**PAGE:**
The iOS technology stack you need to create an indie app in 2024

In this article, I will try to cover the technology stack that you need to develop an iOS app in 2024. Most of the technologies discussed here are what I’ve used to build Arcush — a simple yet powerful daily planner. Even though the app is not that big and complex, I still had to use plenty of instruments to create it. Let’s dive in.

UI frameworks

Should you learn UIKit in order to build an iOS app in 2024, or is it enough to master SwiftUI? Since its introduction in 2019, SwiftUI has changed a lot, and is still evolving rapidly. Today Apple allows you to build your app entirely on SwiftUI: there’s no need to create Main.storyboard or AppDelegate.swift, you can now specify an entry point to your app with a simple SwiftUI structure conforming to the App protocol—and you’re good to go. Plus, with the new Observation framework, it is easier than ever to bind your model to your view (we’ll discuss it more in the Architecture section). Navigation stack, sheets, lists, buttons, tab bars, texts; a simple layout that fits one screen and view modifiers that allow you to easily change font and color; animations that you can attach to the view and change the way it appears or disappears — all these things work, and do so beautifully with a minimum effort required.

**EXERCISE DETAILS:** Continue the article on the iOS technology stack for indie apps in 2024, starting after its last sentence. The data that comes next is separate material and has no connection to the article.

**INFORMATION SHOWN:**
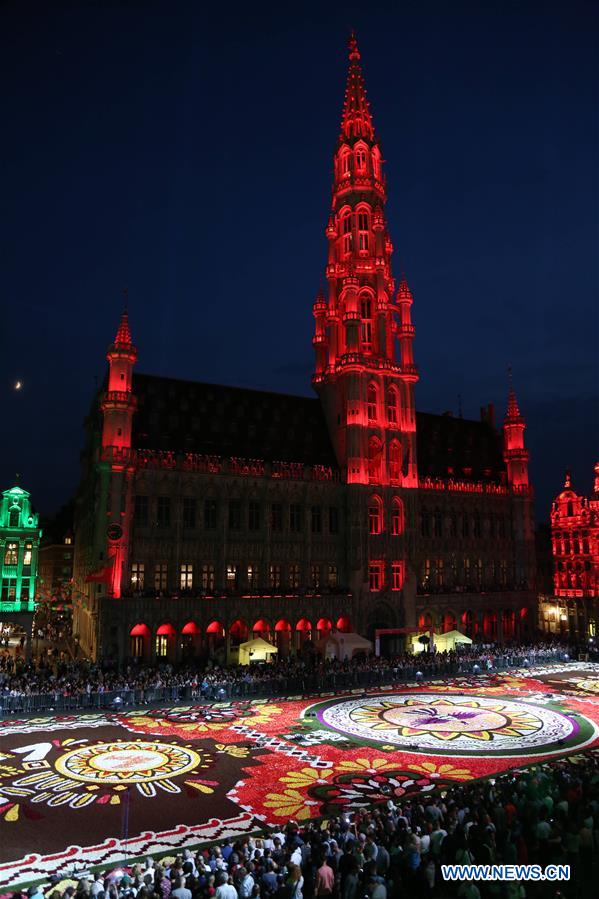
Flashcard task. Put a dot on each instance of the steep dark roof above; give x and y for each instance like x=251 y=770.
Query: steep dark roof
x=187 y=416
x=473 y=449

**RESPONSE TO THIS EXERCISE:**
However, as soon as you need something more complex and Apple-provided views don’t cover your needs, SwiftUI stops being your friend. For example, in my app, one of the most complex views from the user interaction perspective is the one that mimics iOS native calendar behaviour:

Calendar view

I’ve tried to implement it in SwiftUI, but it did not work for me. Even with one of the most simple things — the long-press gesture—it is almost impossible to get the exact location using the SwiftUI. View positioning is another headache: you won’t be able to use VStack or List to arrange multiple views in the provided example, so the only viable option will be using the .offset modifier. Even pagination will be a problem, since there is no correspondence to UIPageViewController in the SwiftUI world yet.

But all things aside, SwiftUI is production-ready, and you can start creating your next app in 2024 using SwiftUI alone. But it still makes sense to get yourself familiar with UIKit and be ready to use it when SwiftUI lets you down. Taken the SwiftUI-UIKit interoperability, you should be able to use SwiftUI View components inside the UIKit and vice versa with ease.

Architecture

If you choose SwiftUI to implement your app’s UI, your first choice will definitely be ViewModel-based architecture, or MVVM. You can say it even comes out of the box with SwiftUI — you need to pass some sort of ObservedObject (or Observable is you are developing for iOS 17+) to the view to be able to dynamically propagate your model data into the view and react to the user actions. But MVVM is mostly about view-to-model bindings and it doesn’t help you answer all the other questions you might have while building the app. For example, it doesn’t constrain you on how to build the model layer, where to put your networking code, where the persistence should happen, or how to propagate data back to the view model from the outside world (whether it’s a network request or changes to the user data persisted in iOS—from Photo library, Calendars, etc.). You would rather need to answer those questions yourself or choose a more advanced architecture that will help you design your app in a testable and clear way.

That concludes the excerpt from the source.